**EXERCISE PROMPT:** Return each line of the data below that contains the string "building". Matching is case-sensitive.

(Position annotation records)
▽
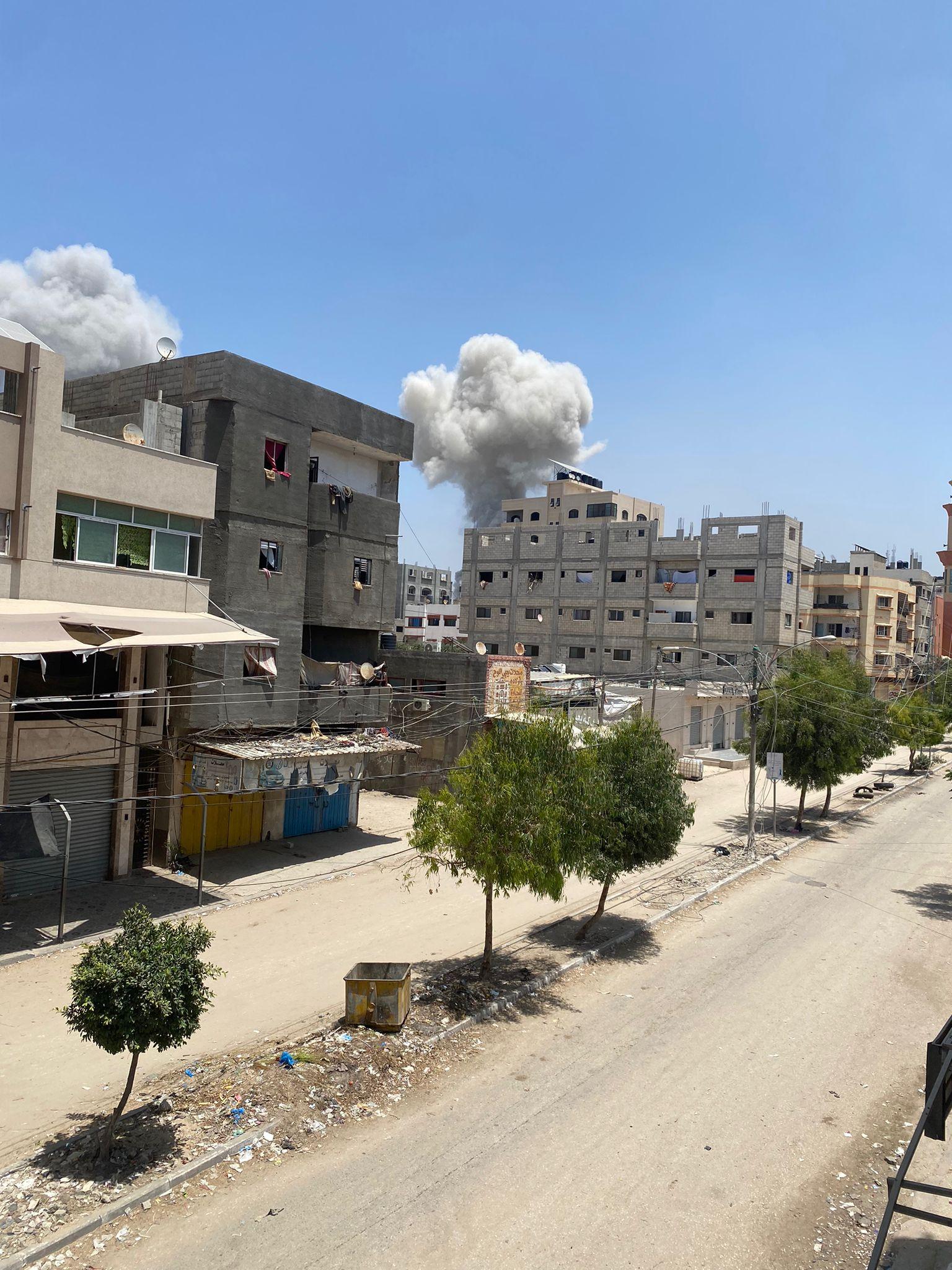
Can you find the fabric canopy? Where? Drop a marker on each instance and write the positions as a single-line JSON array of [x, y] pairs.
[[46, 626]]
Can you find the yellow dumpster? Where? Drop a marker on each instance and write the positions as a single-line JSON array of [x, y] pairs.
[[377, 995]]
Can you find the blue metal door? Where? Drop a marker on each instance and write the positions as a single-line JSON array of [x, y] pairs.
[[301, 810], [335, 808]]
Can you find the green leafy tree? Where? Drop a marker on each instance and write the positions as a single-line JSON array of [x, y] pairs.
[[500, 817], [821, 714], [633, 812], [146, 986], [917, 724]]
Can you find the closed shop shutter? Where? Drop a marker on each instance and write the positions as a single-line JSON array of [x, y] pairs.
[[84, 790]]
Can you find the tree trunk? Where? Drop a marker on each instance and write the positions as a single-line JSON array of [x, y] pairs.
[[106, 1146], [800, 809], [487, 967], [598, 912]]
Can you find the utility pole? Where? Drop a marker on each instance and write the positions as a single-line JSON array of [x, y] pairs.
[[752, 773]]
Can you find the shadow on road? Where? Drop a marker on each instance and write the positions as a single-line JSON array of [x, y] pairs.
[[933, 900]]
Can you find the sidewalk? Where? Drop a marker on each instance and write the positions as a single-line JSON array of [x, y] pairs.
[[316, 915]]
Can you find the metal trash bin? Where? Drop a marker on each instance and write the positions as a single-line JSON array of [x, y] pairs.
[[377, 995]]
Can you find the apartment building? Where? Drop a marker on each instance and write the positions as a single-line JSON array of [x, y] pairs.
[[587, 578], [421, 585], [878, 611], [103, 584]]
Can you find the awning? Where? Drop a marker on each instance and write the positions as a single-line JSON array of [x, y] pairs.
[[47, 626]]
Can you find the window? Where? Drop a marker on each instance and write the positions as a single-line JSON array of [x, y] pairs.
[[276, 455], [272, 557], [259, 662], [9, 390], [95, 531]]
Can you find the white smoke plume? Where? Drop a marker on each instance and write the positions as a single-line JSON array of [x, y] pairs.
[[75, 300], [490, 425]]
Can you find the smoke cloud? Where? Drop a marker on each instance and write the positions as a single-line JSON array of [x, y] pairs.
[[490, 425], [75, 300]]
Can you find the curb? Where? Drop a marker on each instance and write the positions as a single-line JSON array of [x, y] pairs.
[[544, 981], [110, 1213]]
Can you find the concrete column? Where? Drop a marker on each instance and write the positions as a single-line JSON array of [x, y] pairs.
[[127, 773]]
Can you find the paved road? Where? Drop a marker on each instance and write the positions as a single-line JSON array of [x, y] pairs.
[[673, 1110], [286, 956]]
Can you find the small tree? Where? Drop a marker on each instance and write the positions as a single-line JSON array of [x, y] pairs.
[[146, 986], [500, 817], [637, 812], [917, 726], [819, 713]]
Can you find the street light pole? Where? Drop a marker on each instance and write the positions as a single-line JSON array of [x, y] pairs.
[[752, 770]]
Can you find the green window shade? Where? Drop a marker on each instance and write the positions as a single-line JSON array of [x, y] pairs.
[[170, 553], [157, 520], [133, 546], [97, 543], [74, 504], [65, 538], [113, 511], [187, 523]]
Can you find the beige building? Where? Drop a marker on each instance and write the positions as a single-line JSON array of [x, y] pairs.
[[100, 549], [606, 592], [879, 613]]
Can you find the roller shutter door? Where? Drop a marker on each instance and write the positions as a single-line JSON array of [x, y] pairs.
[[92, 828]]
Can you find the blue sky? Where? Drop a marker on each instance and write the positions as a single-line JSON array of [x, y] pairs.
[[734, 218]]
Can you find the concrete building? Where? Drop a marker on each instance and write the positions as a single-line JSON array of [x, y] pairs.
[[593, 584], [102, 584], [871, 607], [421, 585], [304, 540]]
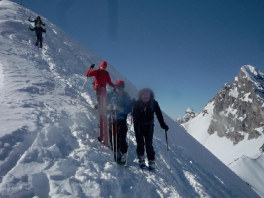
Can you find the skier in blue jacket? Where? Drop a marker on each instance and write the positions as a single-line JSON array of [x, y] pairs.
[[119, 106]]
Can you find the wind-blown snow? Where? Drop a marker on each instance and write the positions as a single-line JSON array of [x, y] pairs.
[[48, 137]]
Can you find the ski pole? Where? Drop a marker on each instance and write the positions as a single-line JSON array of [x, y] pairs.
[[81, 89], [168, 150], [116, 134], [112, 123], [128, 137], [166, 140]]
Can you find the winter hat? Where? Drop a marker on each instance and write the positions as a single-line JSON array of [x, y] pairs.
[[103, 64], [120, 82]]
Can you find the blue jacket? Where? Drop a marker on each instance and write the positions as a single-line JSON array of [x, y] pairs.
[[123, 101]]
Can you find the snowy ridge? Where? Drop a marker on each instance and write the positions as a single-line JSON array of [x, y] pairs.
[[48, 138], [238, 135], [257, 78]]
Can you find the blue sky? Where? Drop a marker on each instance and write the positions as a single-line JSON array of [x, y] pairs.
[[185, 50]]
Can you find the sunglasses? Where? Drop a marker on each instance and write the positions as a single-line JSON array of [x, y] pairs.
[[120, 87]]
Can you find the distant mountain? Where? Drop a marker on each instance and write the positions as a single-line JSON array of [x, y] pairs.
[[233, 126], [189, 114], [239, 107], [48, 134]]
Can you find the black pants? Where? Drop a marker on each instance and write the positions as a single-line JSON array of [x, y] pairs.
[[121, 127], [39, 40], [144, 137]]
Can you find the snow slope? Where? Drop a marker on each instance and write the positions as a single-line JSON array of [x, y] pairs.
[[244, 158], [48, 138]]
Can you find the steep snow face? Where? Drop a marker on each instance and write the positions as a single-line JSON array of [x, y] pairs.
[[233, 128], [48, 136], [239, 107]]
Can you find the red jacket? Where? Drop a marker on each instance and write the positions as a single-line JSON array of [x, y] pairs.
[[101, 77]]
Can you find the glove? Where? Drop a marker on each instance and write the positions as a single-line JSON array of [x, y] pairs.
[[133, 101], [165, 127], [109, 107], [118, 108]]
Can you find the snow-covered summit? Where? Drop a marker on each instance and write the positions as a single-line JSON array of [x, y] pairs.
[[48, 138], [189, 114], [233, 129]]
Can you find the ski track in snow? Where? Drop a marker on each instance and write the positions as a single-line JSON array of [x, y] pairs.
[[49, 145]]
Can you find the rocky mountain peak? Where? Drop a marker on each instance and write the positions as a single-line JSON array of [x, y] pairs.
[[239, 107]]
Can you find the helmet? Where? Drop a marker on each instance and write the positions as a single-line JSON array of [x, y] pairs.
[[103, 64], [120, 82]]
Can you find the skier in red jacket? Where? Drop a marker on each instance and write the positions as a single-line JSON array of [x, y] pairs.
[[101, 78]]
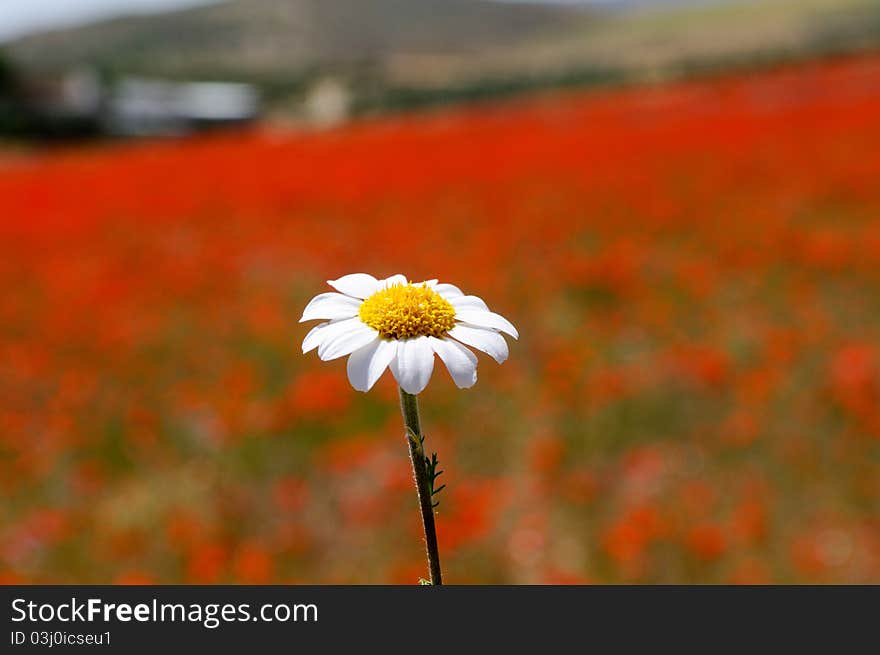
△
**COMPLETE RESPONSE:**
Can you find the apartment building? Where? Drop a marker on each instance and write the positions as a single-line JSON array of [x, y] pairs.
Can you find the beige building? Where? Drop a marker on each instance and write the positions as a single-line JSON array of [x, y] pairs.
Can you find the concrete building? Where? Drop a marker on each instance and write the positions as a single-line JSON array of [x, y] pairs.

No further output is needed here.